- _Supplied records_
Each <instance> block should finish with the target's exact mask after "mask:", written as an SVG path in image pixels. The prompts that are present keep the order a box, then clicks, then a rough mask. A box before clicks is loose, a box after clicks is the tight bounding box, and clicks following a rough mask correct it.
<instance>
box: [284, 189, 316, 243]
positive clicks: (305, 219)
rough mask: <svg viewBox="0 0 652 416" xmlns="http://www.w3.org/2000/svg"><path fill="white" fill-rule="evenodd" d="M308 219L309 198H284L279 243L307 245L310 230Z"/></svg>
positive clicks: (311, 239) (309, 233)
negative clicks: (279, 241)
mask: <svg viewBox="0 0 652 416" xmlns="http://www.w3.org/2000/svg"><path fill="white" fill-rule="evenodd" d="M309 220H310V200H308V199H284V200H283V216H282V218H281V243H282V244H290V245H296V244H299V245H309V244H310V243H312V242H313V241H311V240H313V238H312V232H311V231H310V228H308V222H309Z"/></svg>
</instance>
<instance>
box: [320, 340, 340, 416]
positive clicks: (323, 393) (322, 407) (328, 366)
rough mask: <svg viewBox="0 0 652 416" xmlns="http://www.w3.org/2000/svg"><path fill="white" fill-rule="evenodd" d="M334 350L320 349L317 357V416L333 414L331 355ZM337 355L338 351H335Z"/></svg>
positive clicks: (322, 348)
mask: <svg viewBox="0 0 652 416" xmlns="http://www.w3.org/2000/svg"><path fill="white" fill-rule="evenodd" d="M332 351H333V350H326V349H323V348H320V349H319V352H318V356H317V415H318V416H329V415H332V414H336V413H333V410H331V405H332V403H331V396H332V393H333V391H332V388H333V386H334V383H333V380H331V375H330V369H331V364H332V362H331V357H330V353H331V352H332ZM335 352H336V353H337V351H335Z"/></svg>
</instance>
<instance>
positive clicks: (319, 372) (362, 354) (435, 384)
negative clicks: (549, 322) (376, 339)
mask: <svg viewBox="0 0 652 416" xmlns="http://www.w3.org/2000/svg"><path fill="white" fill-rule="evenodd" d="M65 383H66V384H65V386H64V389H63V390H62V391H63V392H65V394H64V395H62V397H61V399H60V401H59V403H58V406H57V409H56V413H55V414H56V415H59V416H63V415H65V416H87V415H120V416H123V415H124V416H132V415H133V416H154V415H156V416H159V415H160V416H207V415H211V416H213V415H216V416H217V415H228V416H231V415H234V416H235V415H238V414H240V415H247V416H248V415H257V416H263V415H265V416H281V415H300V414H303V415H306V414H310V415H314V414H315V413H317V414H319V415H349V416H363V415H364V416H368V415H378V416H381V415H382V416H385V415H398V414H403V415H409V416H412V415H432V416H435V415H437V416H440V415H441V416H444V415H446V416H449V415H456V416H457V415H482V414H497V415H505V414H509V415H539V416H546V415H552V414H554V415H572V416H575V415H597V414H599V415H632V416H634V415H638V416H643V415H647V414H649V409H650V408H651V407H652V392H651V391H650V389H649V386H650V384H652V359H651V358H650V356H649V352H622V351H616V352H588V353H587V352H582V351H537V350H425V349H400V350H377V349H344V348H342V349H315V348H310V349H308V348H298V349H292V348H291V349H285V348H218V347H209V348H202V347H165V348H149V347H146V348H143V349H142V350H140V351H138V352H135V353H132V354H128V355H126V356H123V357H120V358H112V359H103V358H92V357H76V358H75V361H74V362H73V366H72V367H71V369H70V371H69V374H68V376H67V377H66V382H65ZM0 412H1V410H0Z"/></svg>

- _Description of the task_
With the first line being the one containing "box: [284, 189, 316, 243]" and the last line the one containing "positive clicks: (319, 372)", transcribe exactly the lines above that fall in that range.

- _Exercise solution_
box: [284, 189, 316, 243]
positive clicks: (305, 219)
rough mask: <svg viewBox="0 0 652 416" xmlns="http://www.w3.org/2000/svg"><path fill="white" fill-rule="evenodd" d="M308 219L309 198H284L279 243L307 245L310 230Z"/></svg>
positive clicks: (311, 239) (309, 233)
negative clicks: (279, 241)
mask: <svg viewBox="0 0 652 416" xmlns="http://www.w3.org/2000/svg"><path fill="white" fill-rule="evenodd" d="M309 220H310V200H308V199H284V200H283V216H282V218H281V243H282V244H290V245H296V244H299V245H309V244H310V243H312V242H313V241H311V240H313V238H312V232H311V231H310V228H308V222H309Z"/></svg>
</instance>
<instance>
box: [320, 340, 340, 416]
positive clicks: (323, 393) (322, 407) (328, 366)
rough mask: <svg viewBox="0 0 652 416" xmlns="http://www.w3.org/2000/svg"><path fill="white" fill-rule="evenodd" d="M334 350L320 349L317 357V416L333 414L331 355ZM337 355L338 351H335Z"/></svg>
positive clicks: (322, 348)
mask: <svg viewBox="0 0 652 416" xmlns="http://www.w3.org/2000/svg"><path fill="white" fill-rule="evenodd" d="M332 351H333V350H326V349H323V348H320V349H319V352H318V356H317V415H318V416H329V415H332V414H336V413H333V410H331V405H332V403H331V396H332V393H333V391H332V388H333V386H334V383H333V380H331V375H330V369H331V364H332V362H331V357H330V353H331V352H332ZM335 352H336V353H337V351H335Z"/></svg>
</instance>
<instance>
positive clicks: (319, 372) (362, 354) (435, 384)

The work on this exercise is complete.